> **Aim**
Print the listing as it stands, omitting all images.

[Records of labeled points]
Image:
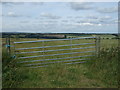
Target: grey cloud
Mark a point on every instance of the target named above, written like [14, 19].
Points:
[108, 10]
[64, 20]
[49, 16]
[12, 3]
[81, 5]
[24, 21]
[37, 3]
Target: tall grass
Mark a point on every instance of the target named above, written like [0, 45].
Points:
[105, 67]
[11, 76]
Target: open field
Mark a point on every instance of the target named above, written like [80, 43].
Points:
[61, 75]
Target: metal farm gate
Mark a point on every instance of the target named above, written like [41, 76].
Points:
[65, 51]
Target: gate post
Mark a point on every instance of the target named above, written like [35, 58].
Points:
[97, 45]
[8, 45]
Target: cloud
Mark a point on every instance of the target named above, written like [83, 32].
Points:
[49, 16]
[13, 14]
[108, 10]
[81, 5]
[37, 3]
[86, 24]
[12, 3]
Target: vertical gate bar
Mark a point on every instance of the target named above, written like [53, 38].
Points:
[9, 49]
[43, 49]
[14, 51]
[97, 41]
[6, 44]
[71, 45]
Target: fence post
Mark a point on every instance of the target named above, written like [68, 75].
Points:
[97, 46]
[8, 45]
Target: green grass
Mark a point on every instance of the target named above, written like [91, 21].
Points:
[98, 72]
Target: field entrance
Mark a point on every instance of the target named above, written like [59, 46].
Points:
[65, 51]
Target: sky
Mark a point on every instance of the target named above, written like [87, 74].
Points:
[60, 17]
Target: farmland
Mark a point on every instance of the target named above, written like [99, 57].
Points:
[61, 75]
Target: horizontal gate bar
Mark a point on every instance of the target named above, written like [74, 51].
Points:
[54, 54]
[56, 58]
[55, 40]
[76, 62]
[55, 50]
[55, 62]
[64, 63]
[53, 46]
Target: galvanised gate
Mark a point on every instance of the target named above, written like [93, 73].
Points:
[66, 51]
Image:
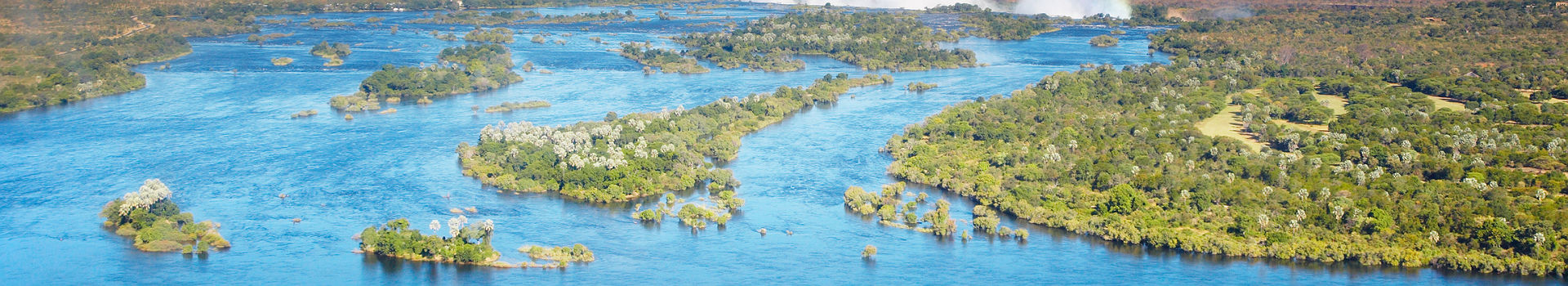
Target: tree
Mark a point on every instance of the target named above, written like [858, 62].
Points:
[1123, 200]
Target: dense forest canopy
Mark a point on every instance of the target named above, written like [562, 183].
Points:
[1392, 180]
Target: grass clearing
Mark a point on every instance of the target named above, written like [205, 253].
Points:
[1227, 123]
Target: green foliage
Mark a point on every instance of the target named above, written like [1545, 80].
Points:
[1123, 200]
[465, 69]
[468, 243]
[1007, 25]
[330, 49]
[1392, 181]
[867, 40]
[1102, 41]
[157, 225]
[494, 35]
[516, 105]
[574, 253]
[637, 154]
[664, 59]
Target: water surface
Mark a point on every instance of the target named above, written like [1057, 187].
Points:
[216, 126]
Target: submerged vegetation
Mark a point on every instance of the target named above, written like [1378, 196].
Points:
[1005, 25]
[1392, 180]
[463, 69]
[920, 87]
[157, 224]
[639, 154]
[664, 59]
[867, 40]
[574, 253]
[494, 35]
[1102, 41]
[516, 105]
[466, 244]
[891, 211]
[332, 49]
[283, 61]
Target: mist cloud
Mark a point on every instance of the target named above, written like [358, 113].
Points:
[1071, 8]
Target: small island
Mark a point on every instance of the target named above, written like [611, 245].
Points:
[893, 211]
[1102, 41]
[920, 87]
[494, 35]
[306, 114]
[1007, 27]
[468, 244]
[157, 224]
[323, 22]
[516, 105]
[461, 69]
[867, 40]
[574, 253]
[640, 154]
[332, 51]
[664, 59]
[259, 38]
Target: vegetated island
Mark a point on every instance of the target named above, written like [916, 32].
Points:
[560, 255]
[264, 38]
[693, 214]
[504, 18]
[867, 40]
[1102, 41]
[333, 52]
[664, 59]
[494, 35]
[516, 105]
[461, 69]
[466, 244]
[325, 24]
[920, 87]
[1007, 25]
[1392, 180]
[640, 154]
[157, 224]
[88, 49]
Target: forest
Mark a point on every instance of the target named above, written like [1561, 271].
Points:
[1392, 181]
[639, 154]
[867, 40]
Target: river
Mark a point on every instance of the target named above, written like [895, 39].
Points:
[216, 127]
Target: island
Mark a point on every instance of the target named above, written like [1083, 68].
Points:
[466, 244]
[494, 35]
[463, 69]
[1005, 25]
[1102, 41]
[1399, 175]
[157, 224]
[867, 40]
[574, 253]
[664, 59]
[920, 87]
[333, 52]
[504, 107]
[639, 154]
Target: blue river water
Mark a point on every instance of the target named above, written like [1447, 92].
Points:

> **Result**
Image:
Target: grey cloud
Mark a point on every instance of the target named above, written like [14, 19].
Points:
[108, 10]
[64, 20]
[49, 16]
[12, 3]
[81, 5]
[24, 21]
[37, 3]
Target: tall grass
Mark a point on every instance of the target named above, written like [0, 45].
Points:
[105, 67]
[11, 76]
Target: open field
Mark a point on every instance of the target named above, written like [80, 43].
Points:
[61, 75]
Target: metal farm gate
Mark a point on every instance of the target named above, written like [41, 76].
Points:
[65, 51]
Target: gate post
Mark a point on every instance of the target named above, written like [35, 58].
Points:
[97, 45]
[8, 45]
Target: cloud
Mark a point on every instance of the target named above, written like [83, 32].
Points:
[49, 16]
[13, 14]
[108, 10]
[81, 5]
[37, 3]
[86, 24]
[12, 3]
Target: vertical gate bar
Mark a point on every instance of the target named above, written like [53, 38].
Points:
[9, 49]
[43, 49]
[14, 51]
[97, 41]
[6, 44]
[71, 45]
Target: fence post
Mark a point on every instance of the target named above, written like [68, 75].
Points:
[97, 46]
[8, 45]
Target: green grass
Mark a point on every instance of the target named above, written like [91, 21].
Points:
[98, 72]
Target: field entrance
Mark a point on every instance of the target named above, written like [59, 46].
Points:
[65, 51]
Target: sky
Mark a point on every instance of the target named above, written like [87, 74].
Points:
[60, 17]
Target: farmland
Mark a point on every instance of the target named above, written like [99, 57].
Points:
[61, 75]
Target: horizontal gate bar
Mark a point on every instance of the target named above, written like [74, 51].
Points:
[54, 54]
[56, 58]
[55, 40]
[76, 62]
[55, 50]
[55, 62]
[64, 63]
[53, 46]
Target: galvanised gate
Mark a point on every instance of the target named above, written like [93, 73].
Points:
[66, 51]
Image:
Target: tree
Mark a point on every instance of the target named above, written like [858, 62].
Points:
[1123, 200]
Target: dense forest canopy
Mark a point on every instance of the target named above, written like [562, 183].
Points:
[1392, 180]
Target: grass clearing
Mark a point on every instance of the target named above, written like [205, 253].
Points:
[1227, 123]
Target: green foliage
Mark a point on every instance of the target named above, written like [1545, 80].
Points:
[1123, 200]
[465, 69]
[468, 243]
[1007, 25]
[330, 49]
[1392, 181]
[867, 40]
[1102, 41]
[157, 225]
[494, 35]
[516, 105]
[574, 253]
[637, 154]
[664, 59]
Target: water surface
Mark a point on every instance of the target named above, written like [1057, 187].
Points:
[216, 126]
Target: submerged vegetation
Mark a point on every instance of the target named above, written like [1378, 196].
Points:
[1005, 25]
[1392, 180]
[463, 69]
[920, 87]
[157, 224]
[639, 154]
[664, 59]
[867, 40]
[574, 253]
[494, 35]
[1102, 41]
[516, 105]
[466, 244]
[891, 211]
[332, 49]
[283, 61]
Target: mist cloud
Mark a point on every instance of the target named above, written like [358, 113].
Points:
[1071, 8]
Target: small island
Mark a point on every instance of the target named above, written like [611, 245].
Points:
[893, 211]
[1102, 41]
[920, 87]
[494, 35]
[306, 114]
[1007, 27]
[468, 244]
[157, 224]
[323, 22]
[516, 105]
[461, 69]
[867, 40]
[574, 253]
[640, 154]
[332, 51]
[664, 59]
[259, 38]
Target: vegetated island
Mark a point on every instance of the target named above, written like [916, 32].
Points:
[560, 255]
[264, 38]
[693, 214]
[504, 18]
[867, 40]
[1102, 41]
[333, 52]
[664, 59]
[494, 35]
[516, 105]
[461, 69]
[466, 244]
[325, 24]
[920, 87]
[1007, 25]
[1392, 180]
[640, 154]
[157, 224]
[88, 49]
Target: forest
Mark a point on every instance of the target named above, written like [1561, 271].
Points:
[1392, 181]
[639, 154]
[867, 40]
Target: river
Mark a point on every instance of the target named above, written like [895, 39].
Points:
[216, 127]
Target: island
Mark a point on every instance of the target named above, written like [1083, 68].
Points:
[466, 244]
[494, 35]
[463, 69]
[1005, 25]
[1102, 41]
[1399, 175]
[157, 224]
[867, 40]
[574, 253]
[664, 59]
[920, 87]
[333, 52]
[504, 107]
[639, 154]
Target: blue river water
Mark a point on every instance of the target named above, written like [1447, 92].
Points:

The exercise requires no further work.